Given data
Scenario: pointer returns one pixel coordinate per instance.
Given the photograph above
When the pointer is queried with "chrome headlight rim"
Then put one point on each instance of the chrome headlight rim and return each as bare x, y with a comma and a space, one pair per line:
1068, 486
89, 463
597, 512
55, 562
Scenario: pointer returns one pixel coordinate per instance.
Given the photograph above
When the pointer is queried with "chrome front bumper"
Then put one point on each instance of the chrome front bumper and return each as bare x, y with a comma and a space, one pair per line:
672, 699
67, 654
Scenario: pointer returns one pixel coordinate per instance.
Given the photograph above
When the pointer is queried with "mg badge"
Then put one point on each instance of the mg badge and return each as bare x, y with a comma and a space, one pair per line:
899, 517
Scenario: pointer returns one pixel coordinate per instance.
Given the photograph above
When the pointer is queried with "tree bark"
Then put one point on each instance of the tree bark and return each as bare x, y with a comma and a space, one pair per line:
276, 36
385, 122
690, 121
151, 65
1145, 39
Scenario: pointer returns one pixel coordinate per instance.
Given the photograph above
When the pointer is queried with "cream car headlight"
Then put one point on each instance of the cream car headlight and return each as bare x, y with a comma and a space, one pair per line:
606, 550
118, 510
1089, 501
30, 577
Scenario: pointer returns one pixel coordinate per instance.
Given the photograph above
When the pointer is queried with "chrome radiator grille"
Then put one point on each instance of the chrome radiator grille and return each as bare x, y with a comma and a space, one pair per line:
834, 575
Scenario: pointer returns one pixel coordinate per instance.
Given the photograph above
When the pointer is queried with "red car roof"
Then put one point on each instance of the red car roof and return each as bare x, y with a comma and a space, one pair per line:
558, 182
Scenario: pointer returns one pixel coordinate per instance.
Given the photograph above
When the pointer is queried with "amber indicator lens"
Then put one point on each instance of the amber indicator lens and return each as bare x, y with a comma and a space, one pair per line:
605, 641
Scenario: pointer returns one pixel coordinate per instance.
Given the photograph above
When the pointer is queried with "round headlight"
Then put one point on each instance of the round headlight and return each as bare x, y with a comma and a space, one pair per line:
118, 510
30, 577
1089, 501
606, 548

* * *

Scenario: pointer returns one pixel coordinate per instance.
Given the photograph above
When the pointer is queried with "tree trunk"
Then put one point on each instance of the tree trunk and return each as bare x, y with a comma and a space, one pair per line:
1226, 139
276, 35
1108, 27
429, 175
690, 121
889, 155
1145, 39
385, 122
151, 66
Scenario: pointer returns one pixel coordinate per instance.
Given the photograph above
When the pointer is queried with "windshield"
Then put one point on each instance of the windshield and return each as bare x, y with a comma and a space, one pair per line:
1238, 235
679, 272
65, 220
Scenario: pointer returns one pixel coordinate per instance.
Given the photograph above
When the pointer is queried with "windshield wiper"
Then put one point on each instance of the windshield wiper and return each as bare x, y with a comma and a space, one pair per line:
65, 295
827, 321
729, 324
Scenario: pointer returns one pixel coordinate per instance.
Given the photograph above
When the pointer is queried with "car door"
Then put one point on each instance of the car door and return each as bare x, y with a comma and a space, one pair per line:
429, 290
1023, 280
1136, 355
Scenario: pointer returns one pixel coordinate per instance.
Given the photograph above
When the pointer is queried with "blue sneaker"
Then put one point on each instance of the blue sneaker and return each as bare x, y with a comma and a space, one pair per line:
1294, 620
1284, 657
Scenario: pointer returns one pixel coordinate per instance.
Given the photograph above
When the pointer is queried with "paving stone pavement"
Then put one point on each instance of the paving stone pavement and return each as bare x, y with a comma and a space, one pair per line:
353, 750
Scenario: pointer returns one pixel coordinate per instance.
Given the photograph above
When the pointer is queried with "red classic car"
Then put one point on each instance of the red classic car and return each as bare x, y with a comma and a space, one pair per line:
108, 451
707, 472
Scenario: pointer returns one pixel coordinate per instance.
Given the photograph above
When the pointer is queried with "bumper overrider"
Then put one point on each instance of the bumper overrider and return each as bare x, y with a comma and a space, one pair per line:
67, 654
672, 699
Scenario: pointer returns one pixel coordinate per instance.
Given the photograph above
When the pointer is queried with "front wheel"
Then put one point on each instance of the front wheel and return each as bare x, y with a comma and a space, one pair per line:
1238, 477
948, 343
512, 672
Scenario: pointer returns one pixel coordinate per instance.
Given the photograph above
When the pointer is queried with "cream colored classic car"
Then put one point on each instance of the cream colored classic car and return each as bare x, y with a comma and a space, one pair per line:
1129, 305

Challenge
Collect every line from the rows above that contains the string "radiator", treating case as significant.

Response
When the pointer is queried with "chrome radiator grille"
Then put one point on each instance of the chrome radiator grille and return each as bare x, y with a comma and a space, one pair per line:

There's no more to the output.